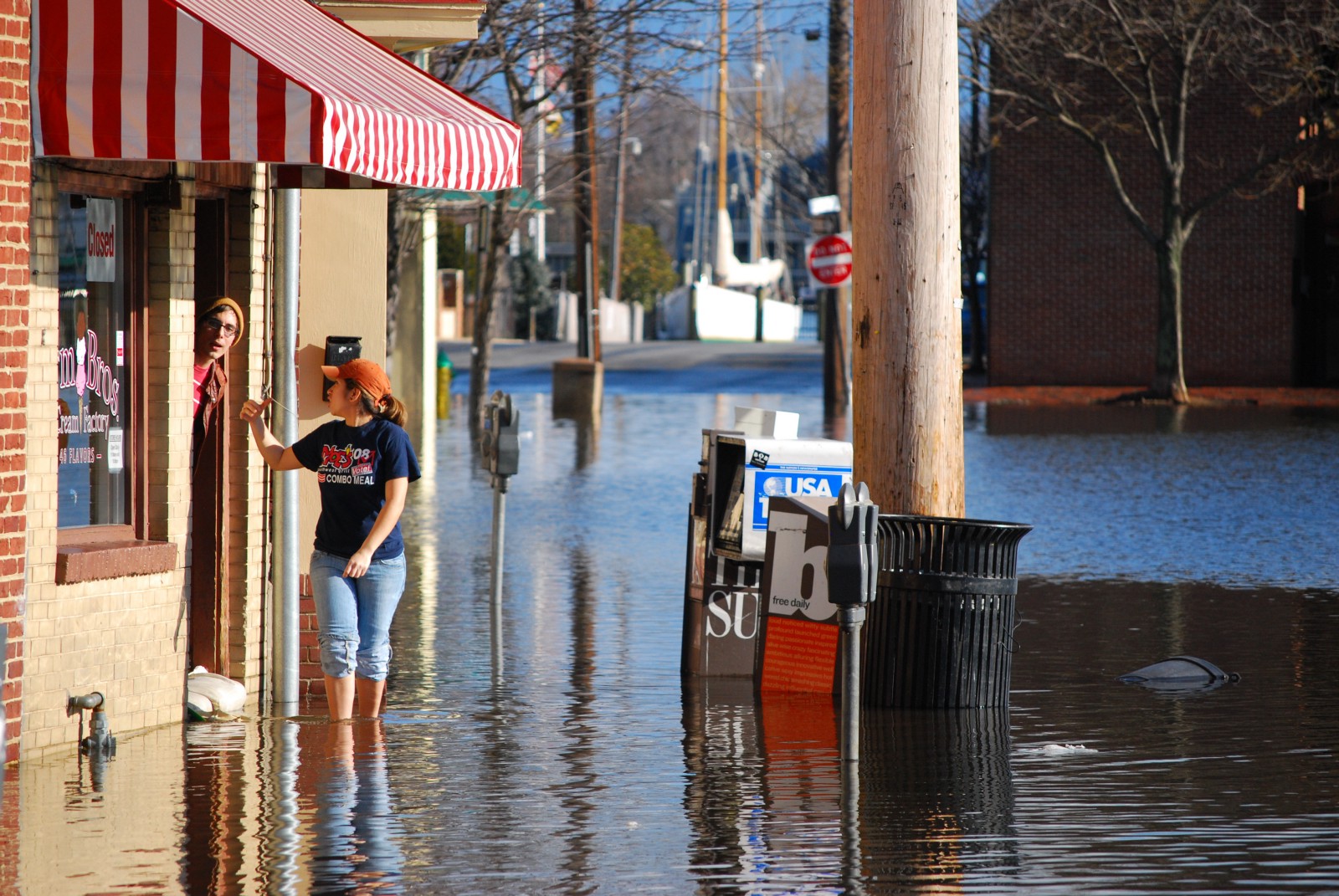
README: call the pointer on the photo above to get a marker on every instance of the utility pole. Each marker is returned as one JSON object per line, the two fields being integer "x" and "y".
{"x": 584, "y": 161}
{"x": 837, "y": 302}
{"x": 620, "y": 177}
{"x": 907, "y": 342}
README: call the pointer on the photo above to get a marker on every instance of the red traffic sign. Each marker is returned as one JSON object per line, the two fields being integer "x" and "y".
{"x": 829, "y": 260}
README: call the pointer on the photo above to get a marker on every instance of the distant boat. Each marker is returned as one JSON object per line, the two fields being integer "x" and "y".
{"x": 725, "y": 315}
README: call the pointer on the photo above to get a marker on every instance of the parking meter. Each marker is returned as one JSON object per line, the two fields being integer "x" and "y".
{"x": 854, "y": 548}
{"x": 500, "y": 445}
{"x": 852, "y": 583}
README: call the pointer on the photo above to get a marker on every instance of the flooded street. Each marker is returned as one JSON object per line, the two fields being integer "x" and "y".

__What you should do__: Repeat the records in full, exactly as they appear, but with the pictures removed.

__Finished exercise__:
README: call the pointer on the photo above to get a marker on every instance of the utility pole. Each marker is returned as one JSON object per line, the two fields being integer "x" and "y".
{"x": 584, "y": 161}
{"x": 837, "y": 302}
{"x": 620, "y": 177}
{"x": 907, "y": 342}
README: call the pointer on the photo above to get a marker on every instance of the red traffic sign. Each marker is returned as one JSON object per line, the two fields being integer "x" and "y".
{"x": 829, "y": 260}
README: call the pointer on the photo above to get a marker on every instance of the distant boat. Each marker is returned as one JSON object per line, the two fields being integer "x" and "y".
{"x": 725, "y": 315}
README: call the pointer on the photo above to get a marker on every instance of the parking meter. Each marker is returned as one JSON object per line, the two fields being integer "x" and "y".
{"x": 854, "y": 548}
{"x": 500, "y": 445}
{"x": 852, "y": 583}
README: call the pointer on the photo above to get a marker on every instance of the flooded street. Each marker is returned as one JSON object per line, the two fields being integer "x" and "y".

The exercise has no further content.